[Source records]
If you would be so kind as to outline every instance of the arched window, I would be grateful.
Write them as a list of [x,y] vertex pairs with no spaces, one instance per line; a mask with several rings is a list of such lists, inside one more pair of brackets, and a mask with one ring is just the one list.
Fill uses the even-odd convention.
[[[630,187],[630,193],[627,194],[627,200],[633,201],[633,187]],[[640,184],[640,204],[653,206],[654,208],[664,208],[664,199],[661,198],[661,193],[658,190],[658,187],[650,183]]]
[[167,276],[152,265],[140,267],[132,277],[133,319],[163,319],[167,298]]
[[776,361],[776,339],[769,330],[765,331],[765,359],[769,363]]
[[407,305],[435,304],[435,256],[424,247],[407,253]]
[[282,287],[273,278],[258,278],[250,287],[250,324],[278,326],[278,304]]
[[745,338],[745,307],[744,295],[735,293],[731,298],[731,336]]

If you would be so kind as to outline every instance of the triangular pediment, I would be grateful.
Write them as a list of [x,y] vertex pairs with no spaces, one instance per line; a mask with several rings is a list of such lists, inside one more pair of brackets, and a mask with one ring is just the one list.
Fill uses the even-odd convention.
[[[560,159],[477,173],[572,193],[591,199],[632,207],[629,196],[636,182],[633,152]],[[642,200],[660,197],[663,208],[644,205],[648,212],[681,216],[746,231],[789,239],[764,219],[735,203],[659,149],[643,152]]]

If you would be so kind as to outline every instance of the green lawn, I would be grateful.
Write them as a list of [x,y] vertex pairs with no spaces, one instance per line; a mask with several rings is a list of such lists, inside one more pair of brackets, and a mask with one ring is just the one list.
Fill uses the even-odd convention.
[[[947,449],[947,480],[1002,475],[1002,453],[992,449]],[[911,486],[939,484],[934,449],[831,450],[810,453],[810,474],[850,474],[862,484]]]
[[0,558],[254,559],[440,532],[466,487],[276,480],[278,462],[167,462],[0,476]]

--

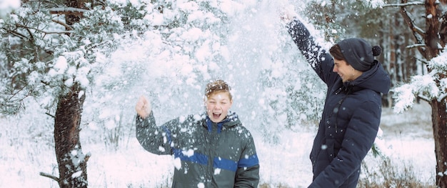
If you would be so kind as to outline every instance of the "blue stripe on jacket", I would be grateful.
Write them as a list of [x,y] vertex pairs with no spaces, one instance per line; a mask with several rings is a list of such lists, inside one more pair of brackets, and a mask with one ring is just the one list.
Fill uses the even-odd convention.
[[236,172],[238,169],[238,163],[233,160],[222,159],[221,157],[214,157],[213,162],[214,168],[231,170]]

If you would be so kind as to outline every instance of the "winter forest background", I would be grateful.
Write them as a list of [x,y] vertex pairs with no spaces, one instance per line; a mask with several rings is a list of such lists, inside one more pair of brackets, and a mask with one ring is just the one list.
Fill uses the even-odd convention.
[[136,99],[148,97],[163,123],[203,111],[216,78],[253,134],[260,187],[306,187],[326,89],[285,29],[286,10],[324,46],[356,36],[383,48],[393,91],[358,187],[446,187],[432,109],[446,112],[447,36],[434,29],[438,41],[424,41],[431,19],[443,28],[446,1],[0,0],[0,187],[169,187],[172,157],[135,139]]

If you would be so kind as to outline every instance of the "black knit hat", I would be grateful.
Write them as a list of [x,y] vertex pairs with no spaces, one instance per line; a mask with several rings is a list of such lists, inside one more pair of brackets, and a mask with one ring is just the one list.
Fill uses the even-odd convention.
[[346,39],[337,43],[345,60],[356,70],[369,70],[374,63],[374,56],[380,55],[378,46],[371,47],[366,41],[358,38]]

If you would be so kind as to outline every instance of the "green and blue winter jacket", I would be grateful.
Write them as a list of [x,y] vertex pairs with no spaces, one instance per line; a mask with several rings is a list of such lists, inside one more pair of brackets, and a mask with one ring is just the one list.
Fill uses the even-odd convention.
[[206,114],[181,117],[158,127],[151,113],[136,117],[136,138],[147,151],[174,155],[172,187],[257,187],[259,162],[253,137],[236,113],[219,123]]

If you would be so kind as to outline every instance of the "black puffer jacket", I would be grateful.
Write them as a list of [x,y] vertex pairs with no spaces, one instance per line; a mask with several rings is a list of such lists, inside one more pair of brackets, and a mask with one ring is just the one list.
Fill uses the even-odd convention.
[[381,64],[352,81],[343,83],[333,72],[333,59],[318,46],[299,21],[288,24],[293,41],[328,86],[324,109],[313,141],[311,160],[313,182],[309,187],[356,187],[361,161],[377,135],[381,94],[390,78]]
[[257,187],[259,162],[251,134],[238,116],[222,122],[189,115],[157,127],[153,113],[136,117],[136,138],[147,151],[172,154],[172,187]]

--

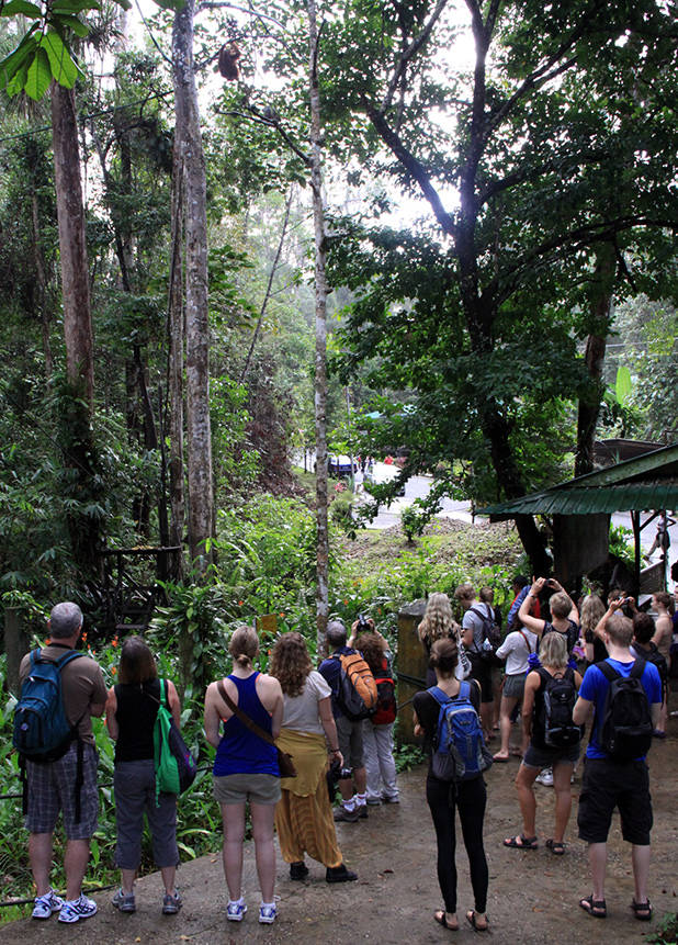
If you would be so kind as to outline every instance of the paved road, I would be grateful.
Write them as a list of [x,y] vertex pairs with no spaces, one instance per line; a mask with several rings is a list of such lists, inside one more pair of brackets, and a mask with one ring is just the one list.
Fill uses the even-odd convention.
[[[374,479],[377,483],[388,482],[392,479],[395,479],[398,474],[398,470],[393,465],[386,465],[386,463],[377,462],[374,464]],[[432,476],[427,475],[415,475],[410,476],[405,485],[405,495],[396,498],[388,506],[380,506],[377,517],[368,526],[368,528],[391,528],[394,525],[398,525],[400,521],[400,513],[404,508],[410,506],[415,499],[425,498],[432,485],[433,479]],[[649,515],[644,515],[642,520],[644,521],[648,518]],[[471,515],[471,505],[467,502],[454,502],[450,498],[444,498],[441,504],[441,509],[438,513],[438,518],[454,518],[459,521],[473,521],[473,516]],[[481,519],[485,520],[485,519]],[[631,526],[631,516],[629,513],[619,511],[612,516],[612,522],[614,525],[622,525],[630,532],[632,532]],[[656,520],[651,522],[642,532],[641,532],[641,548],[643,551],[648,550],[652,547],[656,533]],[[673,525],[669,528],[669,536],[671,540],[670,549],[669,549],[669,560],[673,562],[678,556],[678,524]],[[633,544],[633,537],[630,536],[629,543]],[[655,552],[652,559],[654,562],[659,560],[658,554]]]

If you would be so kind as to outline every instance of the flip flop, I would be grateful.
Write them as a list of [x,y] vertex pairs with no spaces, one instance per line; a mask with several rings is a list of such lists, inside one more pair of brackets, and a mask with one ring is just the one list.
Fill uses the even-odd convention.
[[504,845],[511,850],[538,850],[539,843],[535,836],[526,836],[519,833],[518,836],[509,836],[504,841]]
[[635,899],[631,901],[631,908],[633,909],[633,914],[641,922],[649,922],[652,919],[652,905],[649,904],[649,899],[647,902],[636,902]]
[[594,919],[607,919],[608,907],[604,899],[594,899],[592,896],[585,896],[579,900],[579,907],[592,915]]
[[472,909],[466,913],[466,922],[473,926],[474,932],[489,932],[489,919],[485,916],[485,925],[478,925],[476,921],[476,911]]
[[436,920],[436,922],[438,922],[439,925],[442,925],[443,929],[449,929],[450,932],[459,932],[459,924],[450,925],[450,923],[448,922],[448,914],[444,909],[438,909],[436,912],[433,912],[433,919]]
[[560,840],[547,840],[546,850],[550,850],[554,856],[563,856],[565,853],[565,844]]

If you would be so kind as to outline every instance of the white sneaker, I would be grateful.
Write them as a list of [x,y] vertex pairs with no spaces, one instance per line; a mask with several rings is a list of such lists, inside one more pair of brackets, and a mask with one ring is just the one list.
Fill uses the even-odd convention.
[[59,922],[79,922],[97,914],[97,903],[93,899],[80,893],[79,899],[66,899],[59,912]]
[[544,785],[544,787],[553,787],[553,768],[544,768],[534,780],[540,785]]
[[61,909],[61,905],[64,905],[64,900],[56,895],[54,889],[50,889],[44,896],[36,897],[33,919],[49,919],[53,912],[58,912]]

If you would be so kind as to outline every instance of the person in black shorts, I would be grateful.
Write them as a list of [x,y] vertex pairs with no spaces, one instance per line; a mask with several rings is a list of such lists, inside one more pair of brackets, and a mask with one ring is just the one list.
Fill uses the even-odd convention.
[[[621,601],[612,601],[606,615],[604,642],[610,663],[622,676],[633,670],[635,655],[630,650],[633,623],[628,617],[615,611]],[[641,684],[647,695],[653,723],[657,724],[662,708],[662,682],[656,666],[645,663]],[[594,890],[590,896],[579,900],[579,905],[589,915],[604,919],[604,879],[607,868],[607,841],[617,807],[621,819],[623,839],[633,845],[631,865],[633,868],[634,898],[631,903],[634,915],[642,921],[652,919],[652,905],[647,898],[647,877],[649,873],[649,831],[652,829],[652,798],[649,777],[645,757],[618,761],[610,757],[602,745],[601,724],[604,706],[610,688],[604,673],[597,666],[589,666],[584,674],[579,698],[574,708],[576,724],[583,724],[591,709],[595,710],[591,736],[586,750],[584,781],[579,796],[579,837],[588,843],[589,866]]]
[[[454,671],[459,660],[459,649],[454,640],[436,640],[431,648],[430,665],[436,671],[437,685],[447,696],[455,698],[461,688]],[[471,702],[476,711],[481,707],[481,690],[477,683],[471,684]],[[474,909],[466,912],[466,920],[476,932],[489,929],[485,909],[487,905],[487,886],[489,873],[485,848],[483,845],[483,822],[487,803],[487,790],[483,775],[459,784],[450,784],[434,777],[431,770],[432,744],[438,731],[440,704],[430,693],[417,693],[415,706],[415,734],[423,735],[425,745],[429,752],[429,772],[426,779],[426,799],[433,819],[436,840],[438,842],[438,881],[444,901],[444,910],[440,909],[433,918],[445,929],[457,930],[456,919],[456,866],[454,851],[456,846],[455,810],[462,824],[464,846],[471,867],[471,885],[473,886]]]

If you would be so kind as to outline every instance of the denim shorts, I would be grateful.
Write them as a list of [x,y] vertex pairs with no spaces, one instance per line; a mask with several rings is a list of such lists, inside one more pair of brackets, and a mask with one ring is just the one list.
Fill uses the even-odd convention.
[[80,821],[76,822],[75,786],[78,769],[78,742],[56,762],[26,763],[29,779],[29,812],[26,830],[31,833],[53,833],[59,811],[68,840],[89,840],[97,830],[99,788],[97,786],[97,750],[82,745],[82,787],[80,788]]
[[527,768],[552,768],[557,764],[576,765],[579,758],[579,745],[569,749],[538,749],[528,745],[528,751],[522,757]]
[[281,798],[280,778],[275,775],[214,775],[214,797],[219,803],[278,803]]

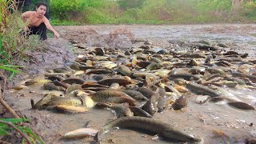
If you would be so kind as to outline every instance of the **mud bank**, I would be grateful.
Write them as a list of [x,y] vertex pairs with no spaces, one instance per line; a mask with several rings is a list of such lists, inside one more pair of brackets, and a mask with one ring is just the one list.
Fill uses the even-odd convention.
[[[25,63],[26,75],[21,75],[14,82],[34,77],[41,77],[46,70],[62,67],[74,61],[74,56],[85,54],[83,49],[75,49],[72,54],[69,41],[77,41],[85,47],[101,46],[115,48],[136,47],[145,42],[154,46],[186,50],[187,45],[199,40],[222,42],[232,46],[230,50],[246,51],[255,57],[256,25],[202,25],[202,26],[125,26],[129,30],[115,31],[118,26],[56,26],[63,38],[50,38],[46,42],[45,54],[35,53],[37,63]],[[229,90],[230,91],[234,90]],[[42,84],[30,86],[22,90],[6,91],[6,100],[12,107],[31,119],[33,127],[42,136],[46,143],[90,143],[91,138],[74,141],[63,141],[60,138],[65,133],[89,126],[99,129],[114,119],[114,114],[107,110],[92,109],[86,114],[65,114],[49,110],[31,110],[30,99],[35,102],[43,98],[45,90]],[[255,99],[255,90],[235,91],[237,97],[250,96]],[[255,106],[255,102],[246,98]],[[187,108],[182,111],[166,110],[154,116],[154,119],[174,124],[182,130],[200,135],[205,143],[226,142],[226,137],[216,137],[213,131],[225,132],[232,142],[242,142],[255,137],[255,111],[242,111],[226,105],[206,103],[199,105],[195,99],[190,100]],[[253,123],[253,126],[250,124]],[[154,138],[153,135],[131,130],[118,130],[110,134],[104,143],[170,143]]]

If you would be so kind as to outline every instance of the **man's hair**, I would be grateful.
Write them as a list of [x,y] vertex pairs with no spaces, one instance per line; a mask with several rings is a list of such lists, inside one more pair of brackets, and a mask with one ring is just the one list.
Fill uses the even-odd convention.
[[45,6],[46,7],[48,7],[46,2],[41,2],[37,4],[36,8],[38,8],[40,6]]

### REQUEST:
Print the lines starting with the one containing "hair**, I would be grateful." and going on through the one containing "[[45,6],[46,7],[48,7],[46,2],[41,2],[37,4],[36,8],[38,8],[40,6]]", with both of those lines included, reproducing them verbatim.

### WORKED ANSWER:
If you would be so kind as to outline every instance of the **man's hair**, I would be grateful.
Write them as a list of [x,y] vertex pairs with no spaces, one instance per line; a mask with several rings is a list of such lists, inside one more pair of brackets, and a mask with one ring is just the one list.
Fill uses the even-odd convention.
[[45,6],[46,7],[48,7],[46,2],[41,2],[37,4],[36,8],[38,8],[40,6]]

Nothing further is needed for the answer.